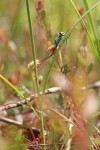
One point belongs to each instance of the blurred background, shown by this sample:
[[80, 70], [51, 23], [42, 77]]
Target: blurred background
[[49, 17]]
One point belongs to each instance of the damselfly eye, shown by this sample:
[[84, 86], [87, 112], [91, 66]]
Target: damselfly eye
[[65, 69]]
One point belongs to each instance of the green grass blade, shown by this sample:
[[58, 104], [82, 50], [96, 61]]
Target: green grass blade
[[33, 45], [65, 38], [18, 92], [92, 26]]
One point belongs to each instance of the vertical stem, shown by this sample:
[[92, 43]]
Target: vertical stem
[[92, 25], [36, 74], [32, 44]]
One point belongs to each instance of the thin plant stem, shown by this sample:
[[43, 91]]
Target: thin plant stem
[[18, 92], [36, 74], [92, 25], [32, 44], [64, 39]]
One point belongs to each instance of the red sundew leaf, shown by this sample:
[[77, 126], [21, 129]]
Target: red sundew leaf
[[89, 68]]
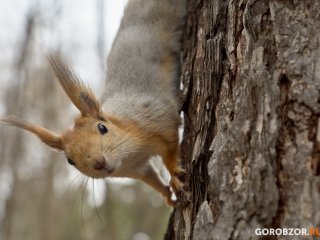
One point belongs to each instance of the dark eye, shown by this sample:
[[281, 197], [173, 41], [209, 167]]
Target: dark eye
[[71, 162], [102, 129]]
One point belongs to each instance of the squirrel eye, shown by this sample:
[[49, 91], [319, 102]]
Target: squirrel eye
[[102, 129], [71, 162]]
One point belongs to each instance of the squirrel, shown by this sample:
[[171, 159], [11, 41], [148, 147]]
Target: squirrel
[[137, 116]]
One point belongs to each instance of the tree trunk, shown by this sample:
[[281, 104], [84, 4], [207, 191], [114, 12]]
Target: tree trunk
[[251, 145]]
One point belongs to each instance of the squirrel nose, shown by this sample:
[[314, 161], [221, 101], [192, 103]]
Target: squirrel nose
[[100, 164]]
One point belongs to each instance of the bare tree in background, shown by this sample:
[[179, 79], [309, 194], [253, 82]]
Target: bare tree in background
[[251, 146]]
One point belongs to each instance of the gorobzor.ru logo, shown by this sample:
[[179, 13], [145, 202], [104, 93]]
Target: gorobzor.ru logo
[[284, 232]]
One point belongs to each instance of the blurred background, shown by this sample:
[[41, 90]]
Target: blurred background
[[41, 196]]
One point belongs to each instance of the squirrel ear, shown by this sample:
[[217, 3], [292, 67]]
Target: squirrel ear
[[80, 94], [51, 139]]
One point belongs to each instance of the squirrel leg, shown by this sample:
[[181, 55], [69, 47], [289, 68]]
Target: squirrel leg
[[172, 162], [151, 177]]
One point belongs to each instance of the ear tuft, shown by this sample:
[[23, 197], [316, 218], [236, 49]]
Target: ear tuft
[[80, 94], [51, 139]]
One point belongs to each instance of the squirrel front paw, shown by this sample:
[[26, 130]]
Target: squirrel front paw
[[168, 197]]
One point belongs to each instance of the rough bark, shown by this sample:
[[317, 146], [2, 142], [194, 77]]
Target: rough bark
[[251, 144]]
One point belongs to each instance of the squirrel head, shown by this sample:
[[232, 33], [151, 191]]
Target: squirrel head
[[98, 143]]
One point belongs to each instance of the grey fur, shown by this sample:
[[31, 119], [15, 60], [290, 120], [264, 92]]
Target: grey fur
[[135, 87]]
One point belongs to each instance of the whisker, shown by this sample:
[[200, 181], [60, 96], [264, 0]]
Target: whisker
[[95, 203], [82, 200]]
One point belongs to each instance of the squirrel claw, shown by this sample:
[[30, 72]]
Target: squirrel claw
[[176, 184]]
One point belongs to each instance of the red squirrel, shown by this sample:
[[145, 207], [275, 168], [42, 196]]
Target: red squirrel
[[137, 116]]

******************************

Rewrite every one of the rows above as a numbered list, one line per item, with blank lines omitted and the pictures left out.

Exercise output:
1. One point belongs to each instance of the blurred background, shown by this sample:
2. [[80, 70], [51, 23], [42, 77]]
3. Target: blurred background
4. [[49, 17]]
5. One point belongs to each instance of the damselfly eye, shown by this sample:
6. [[84, 86], [87, 112], [91, 66]]
7. Target: damselfly eye
8. [[65, 69]]
9. One point belongs to each instance of the green grass blade, shown by this sample:
10. [[58, 104], [82, 50], [96, 61]]
11. Target: green grass blade
12. [[33, 45], [65, 38], [18, 92], [92, 26]]
13. One point belongs to each instance of the vertical stem, shown by this sample:
14. [[92, 43]]
15. Target: vertical stem
16. [[92, 25], [36, 74], [32, 44]]
17. One point belongs to each instance of the thin plant stem, shown by this sample:
18. [[43, 91]]
19. Target: thin plant stem
20. [[18, 92], [36, 74], [92, 25], [32, 44], [64, 39]]
21. One point belongs to each instance of the red sundew leaf, shown by this sample:
22. [[77, 126], [21, 129]]
23. Target: red sundew leaf
24. [[89, 68]]
25. One point belongs to each instance of the dark eye, shown by this sample:
26. [[281, 197], [173, 41], [209, 167]]
27. Target: dark eye
28. [[71, 162], [102, 129]]
29. One point belongs to each instance of the squirrel eye, shown by this sample:
30. [[49, 91], [319, 102]]
31. Target: squirrel eye
32. [[102, 129], [71, 162]]
33. One point belongs to each instance of the squirrel, shown by this sample:
34. [[171, 159], [11, 41], [148, 147]]
35. Target: squirrel
36. [[137, 116]]
37. One point belongs to each instance of the tree trunk, shown by this sample:
38. [[281, 104], [84, 4], [207, 191], [114, 12]]
39. Target: tree trunk
40. [[251, 145]]
41. One point belongs to each instance of the squirrel nose, shown by this sample:
42. [[314, 161], [221, 101], [192, 103]]
43. Target: squirrel nose
44. [[100, 164]]
45. One point belongs to each instance of the bare tree in background, shown by this sample:
46. [[179, 79], [309, 194], [253, 82]]
47. Target: bare tree in background
48. [[251, 146]]
49. One point belongs to each instance of the gorobzor.ru logo, shown by this sample:
50. [[179, 13], [145, 202], [104, 93]]
51. Target: gorobzor.ru logo
52. [[284, 232]]
53. One point belongs to each instance of the blurred background, shown by this sample:
54. [[41, 90]]
55. Target: blurred background
56. [[41, 196]]
57. One point belongs to each instance of the squirrel ear, shown by this sample:
58. [[217, 3], [292, 67]]
59. Target: squirrel ear
60. [[80, 94], [51, 139]]
61. One point belongs to each instance of the squirrel leg, shown by this sample:
62. [[181, 55], [69, 47], [289, 68]]
63. Target: squirrel leg
64. [[172, 162], [151, 177]]
65. One point belongs to each instance of the ear tuft, shown by this sample:
66. [[23, 197], [316, 218], [236, 49]]
67. Target: ear tuft
68. [[80, 94], [51, 139]]
69. One point belongs to each instance of the squirrel front paw, shown by this sample:
70. [[26, 130]]
71. Target: squirrel front paw
72. [[168, 197]]
73. One point belongs to each instance of the rough bark, shown by this sample:
74. [[317, 146], [2, 142], [194, 77]]
75. Target: rough bark
76. [[251, 144]]
77. One point belongs to each instance of the squirrel head, shown by this sample:
78. [[232, 33], [151, 191]]
79. Target: squirrel head
80. [[98, 143]]
81. One point belongs to each instance of the grey fur, shown by this sample:
82. [[31, 119], [15, 60], [290, 120], [264, 92]]
83. Target: grey fur
84. [[135, 87]]
85. One point belongs to each instance of the whisker, shown by this sample:
86. [[200, 181], [60, 96], [264, 0]]
87. Target: whisker
88. [[95, 203], [82, 200]]
89. One point belongs to each instance of the squirrel claw, shown by this sample:
90. [[30, 72]]
91. Target: squirrel claw
92. [[176, 184]]
93. One point belongs to each instance of the red squirrel, shown by this sample:
94. [[145, 207], [275, 168], [42, 196]]
95. Target: red squirrel
96. [[137, 116]]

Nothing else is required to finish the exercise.